# START OF Information provided

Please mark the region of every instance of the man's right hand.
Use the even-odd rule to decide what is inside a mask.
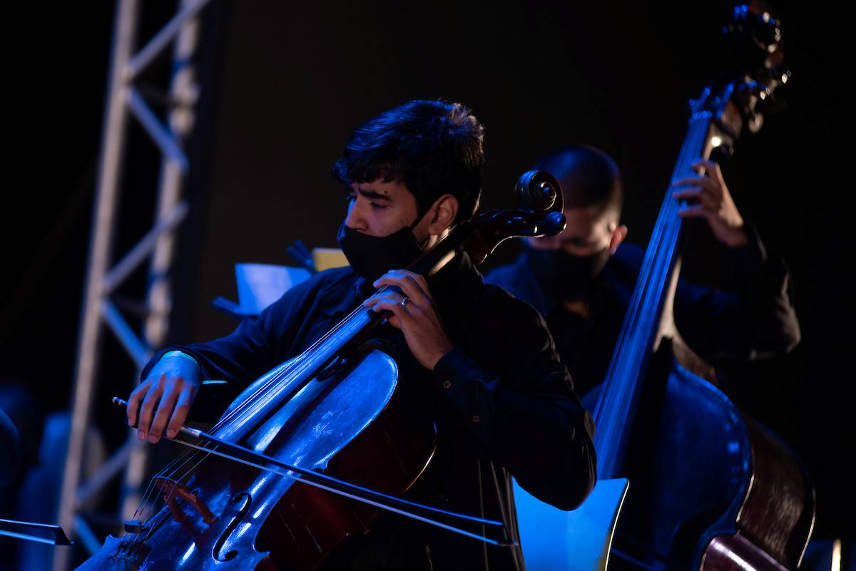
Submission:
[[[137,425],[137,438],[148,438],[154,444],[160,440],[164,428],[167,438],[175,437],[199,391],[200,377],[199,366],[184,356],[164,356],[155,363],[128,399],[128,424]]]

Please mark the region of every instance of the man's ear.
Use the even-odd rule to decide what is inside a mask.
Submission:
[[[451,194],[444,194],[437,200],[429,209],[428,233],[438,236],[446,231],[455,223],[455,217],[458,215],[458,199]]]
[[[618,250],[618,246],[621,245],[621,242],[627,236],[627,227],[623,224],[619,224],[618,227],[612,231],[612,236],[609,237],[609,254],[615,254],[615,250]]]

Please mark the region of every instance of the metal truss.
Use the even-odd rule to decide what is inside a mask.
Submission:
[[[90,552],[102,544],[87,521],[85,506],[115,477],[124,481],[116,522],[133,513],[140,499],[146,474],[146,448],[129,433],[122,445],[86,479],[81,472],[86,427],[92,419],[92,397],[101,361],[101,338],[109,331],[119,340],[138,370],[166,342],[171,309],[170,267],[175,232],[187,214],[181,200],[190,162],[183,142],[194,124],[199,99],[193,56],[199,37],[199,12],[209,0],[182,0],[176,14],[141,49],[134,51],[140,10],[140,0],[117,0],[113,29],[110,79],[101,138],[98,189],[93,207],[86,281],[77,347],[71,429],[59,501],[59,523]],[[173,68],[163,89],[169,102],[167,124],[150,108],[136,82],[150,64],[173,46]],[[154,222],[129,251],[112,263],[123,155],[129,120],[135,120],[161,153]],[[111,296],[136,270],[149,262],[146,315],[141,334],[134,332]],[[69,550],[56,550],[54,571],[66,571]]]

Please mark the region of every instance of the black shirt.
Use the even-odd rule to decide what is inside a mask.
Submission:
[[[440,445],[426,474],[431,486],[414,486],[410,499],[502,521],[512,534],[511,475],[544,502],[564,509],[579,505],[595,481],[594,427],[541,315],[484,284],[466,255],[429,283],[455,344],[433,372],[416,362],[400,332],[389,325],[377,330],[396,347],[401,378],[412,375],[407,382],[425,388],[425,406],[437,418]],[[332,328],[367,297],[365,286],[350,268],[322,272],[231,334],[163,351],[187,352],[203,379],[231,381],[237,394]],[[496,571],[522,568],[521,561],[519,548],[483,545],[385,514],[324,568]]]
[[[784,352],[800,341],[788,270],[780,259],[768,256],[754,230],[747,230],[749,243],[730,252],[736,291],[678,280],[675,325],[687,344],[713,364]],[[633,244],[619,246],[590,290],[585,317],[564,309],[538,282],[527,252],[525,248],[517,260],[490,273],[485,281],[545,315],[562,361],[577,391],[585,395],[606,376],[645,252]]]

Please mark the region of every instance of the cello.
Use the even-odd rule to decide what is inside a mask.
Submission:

# END OF Information provided

### Written task
Please write out the listing again, swapping "even-odd rule" for "nonzero winding rule" and keeping everything else unchanged. Leave the pictures out.

### Exercise response
Please mark the region of every instance of the man's right hand.
Use the nonzero winding rule to decide what is inside a mask.
Submission:
[[[137,425],[137,438],[148,438],[154,444],[160,440],[164,428],[167,438],[175,437],[199,391],[200,377],[199,366],[184,356],[164,356],[155,363],[128,399],[128,424]]]

Please mark the region of every instance of the man's ear.
Use the nonzero winding rule to decide what is inside a mask.
Submission:
[[[451,194],[444,194],[437,200],[429,209],[428,233],[438,236],[446,231],[455,223],[455,217],[458,215],[458,199]]]
[[[618,250],[618,246],[621,245],[621,242],[627,236],[627,227],[623,224],[619,224],[618,227],[612,231],[612,236],[609,237],[609,254],[615,254],[615,250]]]

Please mark the region of every instance of the metal truss.
Use the nonzero winding rule to decide what is inside a mask.
Submission:
[[[90,552],[102,544],[87,521],[85,506],[115,477],[124,481],[116,522],[133,513],[140,499],[146,474],[146,448],[129,433],[122,445],[86,479],[81,472],[86,427],[92,419],[92,397],[101,361],[101,338],[109,331],[119,340],[138,370],[166,342],[171,309],[170,267],[175,232],[187,214],[181,200],[190,162],[183,142],[194,124],[199,99],[193,56],[199,37],[199,12],[209,0],[182,0],[176,14],[141,49],[134,51],[140,10],[140,0],[117,0],[113,29],[110,79],[101,138],[98,189],[93,207],[86,281],[77,347],[71,429],[59,501],[59,523]],[[173,68],[163,89],[169,102],[167,124],[150,108],[136,82],[150,64],[173,46]],[[154,222],[129,251],[112,263],[123,155],[129,120],[135,120],[161,153]],[[111,296],[136,270],[149,262],[146,315],[141,334],[134,332]],[[69,550],[56,550],[54,571],[66,571]]]

Please mark the region of every instance of the black shirt.
Use the nonzero winding rule to decide what is inside a mask.
Submission:
[[[440,445],[426,474],[431,486],[414,486],[410,499],[502,521],[512,534],[511,475],[544,502],[564,509],[579,505],[595,481],[594,427],[541,315],[484,284],[466,255],[429,283],[455,344],[433,372],[416,362],[400,332],[389,325],[377,330],[396,347],[401,378],[412,375],[407,382],[425,388],[425,406],[437,418]],[[332,328],[367,297],[365,286],[350,268],[322,272],[231,334],[163,351],[187,352],[203,379],[231,381],[237,394]],[[496,571],[522,568],[521,561],[519,548],[483,545],[385,514],[324,568]]]
[[[784,352],[800,341],[788,270],[780,259],[768,256],[754,230],[747,230],[749,243],[730,252],[736,291],[678,280],[675,325],[687,344],[713,364]],[[633,244],[619,246],[590,290],[585,317],[564,309],[538,282],[527,252],[525,248],[517,260],[490,273],[485,281],[545,315],[562,361],[577,391],[585,395],[606,376],[645,252]]]

Please mark the region of every instance of the cello.
Use the nonzero winding rule to decide what is inside a mask.
Submission:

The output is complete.